■ Exercise 1
Does each statement agree with the sleep article below? (a) Blood pressure rises during sleep compared with waking hours; (b) the body produces leptins while we sleep; (c) drowsiness can reduce reaction times as much as drunk driving. Answer yes or no for each, quoting the deciding words.
■ Exercise 2
Which abilities does the sleep article below say lack of sleep impairs? List every one it names.

■ Provided passage
-- Opening Marker --
Are You Getting Enough Sleep?
The average adult requires between 7-9 hours of sleep each night but many are not getting enough sleep and that can lead to serious health issues.
During sleep our blood pressure decreases compared to when we are awake. Some sleep disturbances such as insomnia and apnea disrupt the rhythm which may leave individuals predisposed to a higher risk for hyper-tension and some coronary heart diseases.
Our bodies produce leptins (an appetite controlling hormone) while we sleep. So we are at a greater risk of becoming overweight when we have sleep disturbances. As well, too little or too much sleep is associated with changes in how our bodies react to glucose and create a higher risk of developing type 2 diabetes.
The sleeping brain may play an important role in learning and memory. This works by your brain reinforcing the most important synapse for learning new things and pairing back the less important ones. Lack of sleep hurts these cognitive processes in many ways. First it impairs attention, alertness, concentration, reasoning and problem solving. This makes it more difficult to learn efficiently. Sleep deprivation can be linked to dementia.
Sleepiness causes accidents, sleep loss is a big public safety concern on the roads daily. Drowsiness can reduce reaction times as much as drunk driving. Studies show that sleep loss can cause accidents on the job as well.
Getting a good nights shut eye can help to elevate your mood. Studies show that insomnia is linked to an increase in developing depression. Insomnia and depression feed on each other, as sleep loss often aggravates depression and depression can make it hard to fell asleep.
Now that we know what damage lack of sleep can cause, here are some ways to help get more.
-- Closing Marker --
(Photo-based referring expression data)
-- Opening Marker --
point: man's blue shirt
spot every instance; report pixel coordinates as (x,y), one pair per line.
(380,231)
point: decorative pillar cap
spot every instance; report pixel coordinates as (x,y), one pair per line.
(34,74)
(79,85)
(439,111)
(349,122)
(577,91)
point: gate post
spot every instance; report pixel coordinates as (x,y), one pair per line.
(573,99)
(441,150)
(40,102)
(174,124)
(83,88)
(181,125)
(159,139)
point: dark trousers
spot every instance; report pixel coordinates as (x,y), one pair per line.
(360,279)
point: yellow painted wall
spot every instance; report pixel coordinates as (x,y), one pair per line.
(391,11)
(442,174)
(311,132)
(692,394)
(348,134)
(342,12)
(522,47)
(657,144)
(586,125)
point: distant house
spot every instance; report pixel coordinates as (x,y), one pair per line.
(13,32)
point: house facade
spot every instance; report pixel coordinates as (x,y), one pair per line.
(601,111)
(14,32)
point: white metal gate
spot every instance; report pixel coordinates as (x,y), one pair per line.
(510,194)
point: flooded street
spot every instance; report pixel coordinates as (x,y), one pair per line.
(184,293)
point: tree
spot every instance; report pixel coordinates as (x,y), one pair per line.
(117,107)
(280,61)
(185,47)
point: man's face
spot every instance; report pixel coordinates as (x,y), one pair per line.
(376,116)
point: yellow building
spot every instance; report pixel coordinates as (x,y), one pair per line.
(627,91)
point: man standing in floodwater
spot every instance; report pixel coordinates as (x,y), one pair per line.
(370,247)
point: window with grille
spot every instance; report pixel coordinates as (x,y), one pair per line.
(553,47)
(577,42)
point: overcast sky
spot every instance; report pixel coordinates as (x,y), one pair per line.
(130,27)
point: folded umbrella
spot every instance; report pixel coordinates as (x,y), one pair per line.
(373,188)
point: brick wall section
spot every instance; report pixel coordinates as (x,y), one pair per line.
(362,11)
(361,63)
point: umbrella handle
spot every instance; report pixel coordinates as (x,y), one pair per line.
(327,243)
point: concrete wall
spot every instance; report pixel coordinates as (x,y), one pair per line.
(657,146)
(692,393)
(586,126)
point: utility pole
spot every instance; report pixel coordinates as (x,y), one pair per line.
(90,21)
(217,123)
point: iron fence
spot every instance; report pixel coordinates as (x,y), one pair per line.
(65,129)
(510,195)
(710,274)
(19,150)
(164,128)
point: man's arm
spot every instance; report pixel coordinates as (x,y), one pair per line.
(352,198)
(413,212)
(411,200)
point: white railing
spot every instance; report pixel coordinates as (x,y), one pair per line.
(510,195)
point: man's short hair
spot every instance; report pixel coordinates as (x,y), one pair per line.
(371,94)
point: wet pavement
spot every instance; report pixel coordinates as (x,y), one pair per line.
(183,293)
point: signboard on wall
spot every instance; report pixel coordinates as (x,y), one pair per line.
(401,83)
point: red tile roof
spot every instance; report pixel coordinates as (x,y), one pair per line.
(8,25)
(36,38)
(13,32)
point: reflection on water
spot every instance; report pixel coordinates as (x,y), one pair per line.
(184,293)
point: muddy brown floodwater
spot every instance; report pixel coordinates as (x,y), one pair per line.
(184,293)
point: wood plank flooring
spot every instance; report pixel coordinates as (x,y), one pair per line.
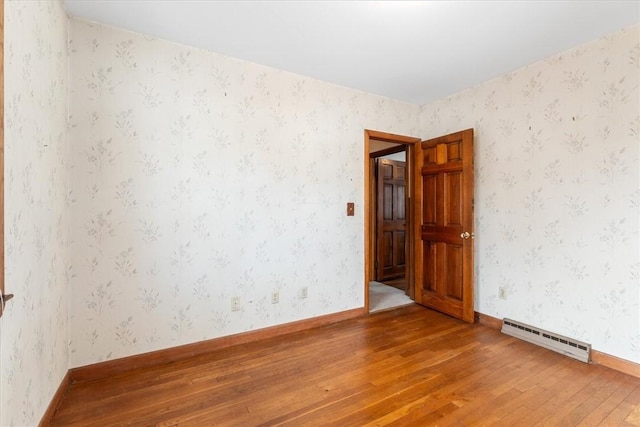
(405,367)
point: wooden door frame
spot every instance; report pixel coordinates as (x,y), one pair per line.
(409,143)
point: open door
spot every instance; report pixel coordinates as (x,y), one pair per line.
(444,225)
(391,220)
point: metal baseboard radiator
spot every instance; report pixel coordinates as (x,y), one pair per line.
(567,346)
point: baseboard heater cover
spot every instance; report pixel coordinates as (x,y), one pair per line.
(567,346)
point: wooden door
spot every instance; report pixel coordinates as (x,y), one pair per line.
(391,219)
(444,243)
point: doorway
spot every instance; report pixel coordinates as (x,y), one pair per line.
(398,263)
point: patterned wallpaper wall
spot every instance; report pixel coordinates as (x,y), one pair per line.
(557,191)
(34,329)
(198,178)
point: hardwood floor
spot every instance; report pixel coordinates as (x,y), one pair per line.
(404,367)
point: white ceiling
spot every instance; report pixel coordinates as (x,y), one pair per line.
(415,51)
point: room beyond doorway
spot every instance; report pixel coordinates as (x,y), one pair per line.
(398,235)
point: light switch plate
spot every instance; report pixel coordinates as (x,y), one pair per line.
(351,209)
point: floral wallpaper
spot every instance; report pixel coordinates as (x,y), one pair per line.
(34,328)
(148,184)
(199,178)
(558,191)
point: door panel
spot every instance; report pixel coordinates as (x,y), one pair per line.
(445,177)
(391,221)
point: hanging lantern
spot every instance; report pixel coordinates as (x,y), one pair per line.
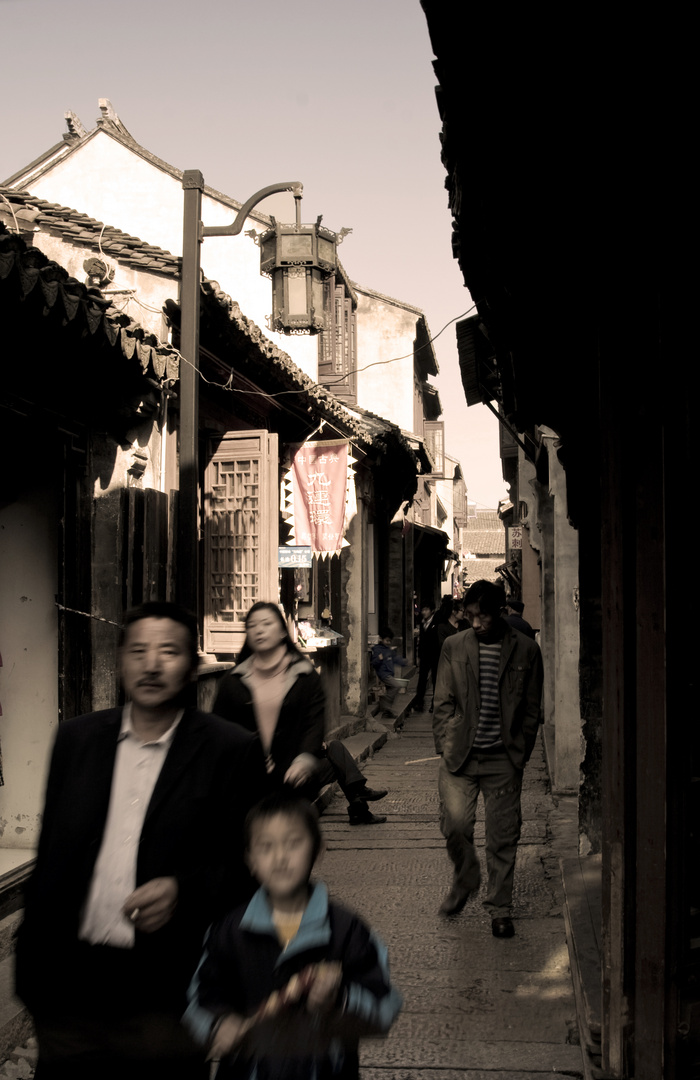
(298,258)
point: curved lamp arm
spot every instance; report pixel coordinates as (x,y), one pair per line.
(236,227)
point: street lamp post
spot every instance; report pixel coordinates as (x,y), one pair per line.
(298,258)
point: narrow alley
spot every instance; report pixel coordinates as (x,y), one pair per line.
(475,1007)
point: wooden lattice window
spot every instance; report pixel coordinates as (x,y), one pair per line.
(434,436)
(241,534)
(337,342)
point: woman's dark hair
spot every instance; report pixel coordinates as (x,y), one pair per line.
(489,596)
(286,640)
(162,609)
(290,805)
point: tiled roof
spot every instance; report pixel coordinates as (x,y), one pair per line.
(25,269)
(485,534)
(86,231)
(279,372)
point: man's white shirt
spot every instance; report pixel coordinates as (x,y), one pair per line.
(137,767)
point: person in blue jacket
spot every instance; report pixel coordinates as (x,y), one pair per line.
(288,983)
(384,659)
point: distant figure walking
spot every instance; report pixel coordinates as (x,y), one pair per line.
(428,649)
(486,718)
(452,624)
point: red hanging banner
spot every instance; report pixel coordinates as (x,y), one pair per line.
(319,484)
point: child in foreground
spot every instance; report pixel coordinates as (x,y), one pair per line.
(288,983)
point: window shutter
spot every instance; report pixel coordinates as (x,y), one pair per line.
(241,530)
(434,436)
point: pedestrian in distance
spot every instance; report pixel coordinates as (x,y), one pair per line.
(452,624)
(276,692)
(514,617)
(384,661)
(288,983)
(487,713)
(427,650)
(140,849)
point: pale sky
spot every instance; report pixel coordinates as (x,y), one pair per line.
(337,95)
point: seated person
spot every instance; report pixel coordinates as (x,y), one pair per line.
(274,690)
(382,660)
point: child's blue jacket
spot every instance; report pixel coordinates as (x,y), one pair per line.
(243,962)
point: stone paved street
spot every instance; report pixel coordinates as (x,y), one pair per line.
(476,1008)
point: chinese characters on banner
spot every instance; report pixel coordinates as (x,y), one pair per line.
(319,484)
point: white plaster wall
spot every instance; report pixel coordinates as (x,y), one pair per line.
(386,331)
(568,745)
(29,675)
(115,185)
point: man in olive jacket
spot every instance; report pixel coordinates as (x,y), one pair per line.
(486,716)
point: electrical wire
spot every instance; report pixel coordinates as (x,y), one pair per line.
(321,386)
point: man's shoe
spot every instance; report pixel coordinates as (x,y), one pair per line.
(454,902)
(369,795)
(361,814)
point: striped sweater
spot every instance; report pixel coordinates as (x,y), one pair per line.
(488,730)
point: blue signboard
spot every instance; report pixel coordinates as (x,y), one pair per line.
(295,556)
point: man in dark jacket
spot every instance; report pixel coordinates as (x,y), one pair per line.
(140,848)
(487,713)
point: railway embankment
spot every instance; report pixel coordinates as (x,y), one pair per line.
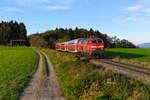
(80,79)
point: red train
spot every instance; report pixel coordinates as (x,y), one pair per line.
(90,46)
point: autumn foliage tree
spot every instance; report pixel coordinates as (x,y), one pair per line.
-- Closing Marker --
■ Written response 1
(a) No: "During sleep our blood pressure decreases compared to when we are awake."
(b) Yes: "Our bodies produce leptins (an appetite controlling hormone) while we sleep."
(c) Yes: "Drowsiness can reduce reaction times as much as drunk driving."

■ Written response 2
attention, alertness, concentration, reasoning, problem solving